[Compiti ed esercizi]:
A. Nel testo su Ceronetti, quanti anni ha lo scrittore?
B. Nelle righe salvate, da quella iniziale giù fino a quella che contiene "x=944, y=653", inclusa, cambia "one dot per instance" in "one dot for each instance" e lascia tutto il resto com'è. Riporta solo queste righe.

[Testo fornito]:

┄┄┄┄┄┄┄┄┄┄

Più dei libri che ha scritto (Aquilegia e In un amore felice: romanzi esoterici; Un viaggio in Italia, Le ballate dell’angelo ferito, Insetti senza frontiera; i testi teatrali La iena di San Giorgio, Rosa Vercesi, Viaggia Viaggia Rimbaud), pochi a confronto dei tanti che ha letto, a nutrire i suoi affezionati lettori sono state forse le rubriche Altrove e Lanterna rossa, la “colonnina” sulla prima pagina della Stampa.
Con Ceronetti non sai da dove cominciare. Non ti viene facile. Perché è poeta, scrittore visionario, giornalista, studioso e traduttore della Bibbia, “dilettante di filosofia”, letterato colto e poliglotta, artista di strada, marionettista, suonatore ambulante di organo di Barberia.
Ha ottantasette anni e vive tra Torino, città di nascita, e la casa ritiro di Centona, nel senese. Ma se lo vuoi trovare, capire i suoi quarantatré anni di Teatro dei Sensibili, spettacoli ispirati alla classicità, alle leggende e alle cronache, è nella campagna senese che devi recarti. Quella casa è il suo laboratorio. Lì trovi le sue marionette “ideofore, pensanti”. Differenti dai comuni burattini: e proprio perché “ideofore”, cioè portatrici di idee.

┄┄┄┄┄┄┄┄┄┄

[Righe salvate]:
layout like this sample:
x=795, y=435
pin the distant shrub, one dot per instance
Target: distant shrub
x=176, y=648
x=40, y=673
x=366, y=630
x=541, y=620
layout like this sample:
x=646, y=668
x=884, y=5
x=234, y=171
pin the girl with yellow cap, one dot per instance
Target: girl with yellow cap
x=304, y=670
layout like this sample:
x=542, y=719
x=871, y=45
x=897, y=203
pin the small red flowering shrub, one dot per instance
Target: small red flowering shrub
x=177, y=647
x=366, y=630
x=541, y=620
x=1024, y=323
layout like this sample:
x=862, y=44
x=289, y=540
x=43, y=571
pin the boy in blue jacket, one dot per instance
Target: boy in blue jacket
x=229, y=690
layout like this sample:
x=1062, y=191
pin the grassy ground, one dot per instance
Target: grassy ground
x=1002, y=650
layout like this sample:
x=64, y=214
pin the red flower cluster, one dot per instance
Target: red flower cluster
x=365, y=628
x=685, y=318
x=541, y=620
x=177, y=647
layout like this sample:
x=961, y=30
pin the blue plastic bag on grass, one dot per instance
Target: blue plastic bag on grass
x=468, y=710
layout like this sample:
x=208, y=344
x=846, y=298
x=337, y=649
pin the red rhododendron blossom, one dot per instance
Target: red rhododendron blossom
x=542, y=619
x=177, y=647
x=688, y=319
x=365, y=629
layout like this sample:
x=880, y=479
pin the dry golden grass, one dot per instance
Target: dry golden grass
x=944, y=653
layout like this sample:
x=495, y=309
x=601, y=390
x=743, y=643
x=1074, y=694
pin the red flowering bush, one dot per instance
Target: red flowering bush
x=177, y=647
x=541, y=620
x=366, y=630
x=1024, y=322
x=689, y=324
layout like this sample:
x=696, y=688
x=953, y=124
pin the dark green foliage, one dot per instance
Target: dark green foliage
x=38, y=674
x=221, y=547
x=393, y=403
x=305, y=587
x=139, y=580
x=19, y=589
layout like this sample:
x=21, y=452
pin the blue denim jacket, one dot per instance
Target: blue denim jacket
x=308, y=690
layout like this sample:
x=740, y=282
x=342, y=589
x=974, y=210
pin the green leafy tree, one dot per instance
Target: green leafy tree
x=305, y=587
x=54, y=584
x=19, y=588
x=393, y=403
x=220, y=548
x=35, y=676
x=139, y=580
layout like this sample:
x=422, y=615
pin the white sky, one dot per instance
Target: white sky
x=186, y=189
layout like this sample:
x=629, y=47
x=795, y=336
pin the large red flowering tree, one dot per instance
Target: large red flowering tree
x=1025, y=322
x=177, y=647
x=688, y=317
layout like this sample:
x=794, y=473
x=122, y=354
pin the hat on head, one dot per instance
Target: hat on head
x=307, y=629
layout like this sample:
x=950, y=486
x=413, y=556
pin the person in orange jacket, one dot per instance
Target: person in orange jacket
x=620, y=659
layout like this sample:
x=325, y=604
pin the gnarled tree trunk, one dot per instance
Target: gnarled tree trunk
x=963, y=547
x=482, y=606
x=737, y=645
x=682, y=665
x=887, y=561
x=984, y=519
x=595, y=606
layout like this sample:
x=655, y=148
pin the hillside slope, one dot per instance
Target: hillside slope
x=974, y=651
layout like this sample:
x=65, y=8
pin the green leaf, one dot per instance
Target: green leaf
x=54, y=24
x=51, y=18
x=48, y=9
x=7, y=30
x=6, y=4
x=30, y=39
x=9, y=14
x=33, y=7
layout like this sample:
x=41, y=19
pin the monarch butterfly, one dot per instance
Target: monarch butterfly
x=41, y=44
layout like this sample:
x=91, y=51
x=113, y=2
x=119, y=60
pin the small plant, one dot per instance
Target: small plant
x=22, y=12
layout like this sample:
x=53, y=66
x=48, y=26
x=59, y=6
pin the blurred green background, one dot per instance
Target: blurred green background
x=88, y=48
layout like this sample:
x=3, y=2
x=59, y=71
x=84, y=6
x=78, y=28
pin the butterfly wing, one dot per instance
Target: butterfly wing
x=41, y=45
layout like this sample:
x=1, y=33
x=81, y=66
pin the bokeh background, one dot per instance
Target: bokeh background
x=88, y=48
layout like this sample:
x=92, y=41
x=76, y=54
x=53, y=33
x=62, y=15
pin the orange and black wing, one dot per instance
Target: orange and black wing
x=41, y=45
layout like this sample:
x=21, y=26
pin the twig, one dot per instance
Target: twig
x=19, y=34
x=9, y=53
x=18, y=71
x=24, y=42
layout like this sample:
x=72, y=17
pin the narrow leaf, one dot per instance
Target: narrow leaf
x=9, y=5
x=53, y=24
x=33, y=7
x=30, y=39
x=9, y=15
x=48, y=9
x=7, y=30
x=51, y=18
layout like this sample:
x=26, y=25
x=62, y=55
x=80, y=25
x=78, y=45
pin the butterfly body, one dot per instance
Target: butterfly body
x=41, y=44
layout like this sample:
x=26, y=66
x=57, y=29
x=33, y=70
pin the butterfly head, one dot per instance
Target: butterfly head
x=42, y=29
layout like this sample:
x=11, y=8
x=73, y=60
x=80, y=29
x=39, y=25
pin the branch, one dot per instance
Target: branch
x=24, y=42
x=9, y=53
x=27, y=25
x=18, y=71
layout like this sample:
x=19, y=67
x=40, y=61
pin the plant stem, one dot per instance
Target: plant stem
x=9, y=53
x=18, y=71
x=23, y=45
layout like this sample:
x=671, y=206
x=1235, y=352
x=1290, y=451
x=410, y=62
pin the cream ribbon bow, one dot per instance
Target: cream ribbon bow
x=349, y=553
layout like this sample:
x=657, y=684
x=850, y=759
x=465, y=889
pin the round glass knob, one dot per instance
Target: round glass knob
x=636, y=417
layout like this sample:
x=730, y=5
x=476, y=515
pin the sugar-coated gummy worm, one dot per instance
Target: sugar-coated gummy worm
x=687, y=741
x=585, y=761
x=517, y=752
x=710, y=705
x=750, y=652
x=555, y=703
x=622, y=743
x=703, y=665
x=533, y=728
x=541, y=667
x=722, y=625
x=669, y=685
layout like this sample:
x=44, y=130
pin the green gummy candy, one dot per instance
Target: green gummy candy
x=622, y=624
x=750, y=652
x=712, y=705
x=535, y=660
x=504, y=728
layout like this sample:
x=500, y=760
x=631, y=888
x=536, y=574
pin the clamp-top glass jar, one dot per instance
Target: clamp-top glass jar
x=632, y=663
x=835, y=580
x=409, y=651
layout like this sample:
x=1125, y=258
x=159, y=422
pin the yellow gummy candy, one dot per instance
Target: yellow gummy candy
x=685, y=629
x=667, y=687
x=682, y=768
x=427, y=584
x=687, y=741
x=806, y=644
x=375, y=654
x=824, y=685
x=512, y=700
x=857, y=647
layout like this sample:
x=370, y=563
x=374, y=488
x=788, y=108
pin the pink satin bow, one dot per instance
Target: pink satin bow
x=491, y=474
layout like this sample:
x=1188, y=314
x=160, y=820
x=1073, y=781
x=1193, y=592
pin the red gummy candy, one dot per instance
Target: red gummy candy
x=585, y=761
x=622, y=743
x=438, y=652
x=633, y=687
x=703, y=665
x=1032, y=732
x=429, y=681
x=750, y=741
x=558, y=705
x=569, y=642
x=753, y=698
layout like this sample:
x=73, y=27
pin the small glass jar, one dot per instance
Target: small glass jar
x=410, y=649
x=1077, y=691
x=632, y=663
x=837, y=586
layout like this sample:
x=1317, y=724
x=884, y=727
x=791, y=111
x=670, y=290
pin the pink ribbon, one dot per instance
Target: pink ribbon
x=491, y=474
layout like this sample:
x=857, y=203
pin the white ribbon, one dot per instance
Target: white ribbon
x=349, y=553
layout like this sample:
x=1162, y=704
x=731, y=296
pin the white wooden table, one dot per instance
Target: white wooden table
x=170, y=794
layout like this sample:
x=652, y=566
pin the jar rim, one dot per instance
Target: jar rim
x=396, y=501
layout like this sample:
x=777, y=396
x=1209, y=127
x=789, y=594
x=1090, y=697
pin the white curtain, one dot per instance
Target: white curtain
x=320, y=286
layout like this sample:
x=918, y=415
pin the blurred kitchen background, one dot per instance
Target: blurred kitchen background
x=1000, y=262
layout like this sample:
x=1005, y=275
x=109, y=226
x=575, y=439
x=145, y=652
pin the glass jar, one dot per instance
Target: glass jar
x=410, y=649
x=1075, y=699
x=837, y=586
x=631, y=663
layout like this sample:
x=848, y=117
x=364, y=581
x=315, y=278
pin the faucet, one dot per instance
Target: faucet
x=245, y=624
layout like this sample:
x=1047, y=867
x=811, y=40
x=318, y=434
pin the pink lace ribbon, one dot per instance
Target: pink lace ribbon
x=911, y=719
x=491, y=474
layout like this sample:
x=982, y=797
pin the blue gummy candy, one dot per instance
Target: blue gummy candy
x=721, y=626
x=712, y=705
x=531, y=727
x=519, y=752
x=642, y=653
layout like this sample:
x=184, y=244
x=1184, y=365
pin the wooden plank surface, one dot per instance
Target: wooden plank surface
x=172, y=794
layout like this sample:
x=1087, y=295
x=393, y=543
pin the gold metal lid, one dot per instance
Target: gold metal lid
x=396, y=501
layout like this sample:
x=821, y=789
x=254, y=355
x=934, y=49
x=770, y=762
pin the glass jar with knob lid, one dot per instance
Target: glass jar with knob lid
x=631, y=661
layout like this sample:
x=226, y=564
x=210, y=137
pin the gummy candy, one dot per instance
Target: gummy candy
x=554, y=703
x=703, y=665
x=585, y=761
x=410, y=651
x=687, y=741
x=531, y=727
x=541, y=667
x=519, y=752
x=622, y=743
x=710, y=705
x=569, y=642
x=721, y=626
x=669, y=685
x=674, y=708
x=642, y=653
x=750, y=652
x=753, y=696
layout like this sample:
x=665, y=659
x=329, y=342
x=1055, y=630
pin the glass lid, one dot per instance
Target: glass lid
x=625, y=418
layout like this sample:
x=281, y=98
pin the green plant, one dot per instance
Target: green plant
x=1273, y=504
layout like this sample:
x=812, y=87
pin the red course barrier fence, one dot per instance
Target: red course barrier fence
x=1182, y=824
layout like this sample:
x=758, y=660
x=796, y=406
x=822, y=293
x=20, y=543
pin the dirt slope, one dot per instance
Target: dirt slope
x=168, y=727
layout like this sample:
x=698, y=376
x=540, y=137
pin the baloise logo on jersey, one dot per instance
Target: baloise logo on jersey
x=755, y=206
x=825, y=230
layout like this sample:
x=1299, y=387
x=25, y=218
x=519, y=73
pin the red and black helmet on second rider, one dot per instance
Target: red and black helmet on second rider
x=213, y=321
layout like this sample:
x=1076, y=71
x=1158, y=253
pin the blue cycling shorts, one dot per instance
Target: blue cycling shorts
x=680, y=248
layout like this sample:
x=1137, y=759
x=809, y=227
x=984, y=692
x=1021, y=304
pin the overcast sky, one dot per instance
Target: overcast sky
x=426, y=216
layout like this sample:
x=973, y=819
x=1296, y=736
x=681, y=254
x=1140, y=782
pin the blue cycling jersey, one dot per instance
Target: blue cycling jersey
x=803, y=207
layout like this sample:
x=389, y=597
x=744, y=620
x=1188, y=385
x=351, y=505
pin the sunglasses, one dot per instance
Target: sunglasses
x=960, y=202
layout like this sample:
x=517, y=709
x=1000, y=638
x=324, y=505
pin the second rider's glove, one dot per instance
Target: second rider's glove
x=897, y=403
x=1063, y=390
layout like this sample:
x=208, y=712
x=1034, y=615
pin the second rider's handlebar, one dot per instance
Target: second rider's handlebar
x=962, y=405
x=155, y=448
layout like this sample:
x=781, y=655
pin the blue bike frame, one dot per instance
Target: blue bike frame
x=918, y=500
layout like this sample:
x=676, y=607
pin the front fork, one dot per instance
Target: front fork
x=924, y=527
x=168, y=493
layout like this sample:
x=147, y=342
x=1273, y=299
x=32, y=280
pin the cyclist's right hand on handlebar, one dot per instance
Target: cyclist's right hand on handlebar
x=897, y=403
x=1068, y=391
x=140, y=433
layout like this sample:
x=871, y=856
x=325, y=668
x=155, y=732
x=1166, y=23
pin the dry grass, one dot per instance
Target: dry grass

┄┄┄┄┄┄┄┄┄┄

[Risposte]:
A. Ha ottantasette anni.

B.
layout like this sample:
x=795, y=435
pin the distant shrub, one dot for each instance
Target: distant shrub
x=176, y=648
x=40, y=673
x=366, y=630
x=541, y=620
layout like this sample:
x=646, y=668
x=884, y=5
x=234, y=171
pin the girl with yellow cap, one dot for each instance
Target: girl with yellow cap
x=304, y=670
layout like this sample:
x=542, y=719
x=871, y=45
x=897, y=203
pin the small red flowering shrub, one dot for each instance
Target: small red flowering shrub
x=177, y=647
x=366, y=630
x=541, y=620
x=1024, y=323
layout like this sample:
x=862, y=44
x=289, y=540
x=43, y=571
pin the boy in blue jacket, one dot for each instance
Target: boy in blue jacket
x=229, y=690
layout like this sample:
x=1062, y=191
pin the grassy ground, one dot for each instance
Target: grassy ground
x=1002, y=650
layout like this sample:
x=64, y=214
pin the red flower cluster, one dot for each instance
Target: red flower cluster
x=365, y=628
x=685, y=318
x=541, y=620
x=177, y=647
layout like this sample:
x=961, y=30
pin the blue plastic bag on grass, one dot for each instance
Target: blue plastic bag on grass
x=468, y=710
layout like this sample:
x=208, y=344
x=846, y=298
x=337, y=649
pin the red rhododendron blossom, one dot for each instance
Target: red rhododendron blossom
x=542, y=619
x=177, y=647
x=688, y=319
x=365, y=629
layout like this sample:
x=880, y=479
pin the dry golden grass, one dot for each instance
Target: dry golden grass
x=944, y=653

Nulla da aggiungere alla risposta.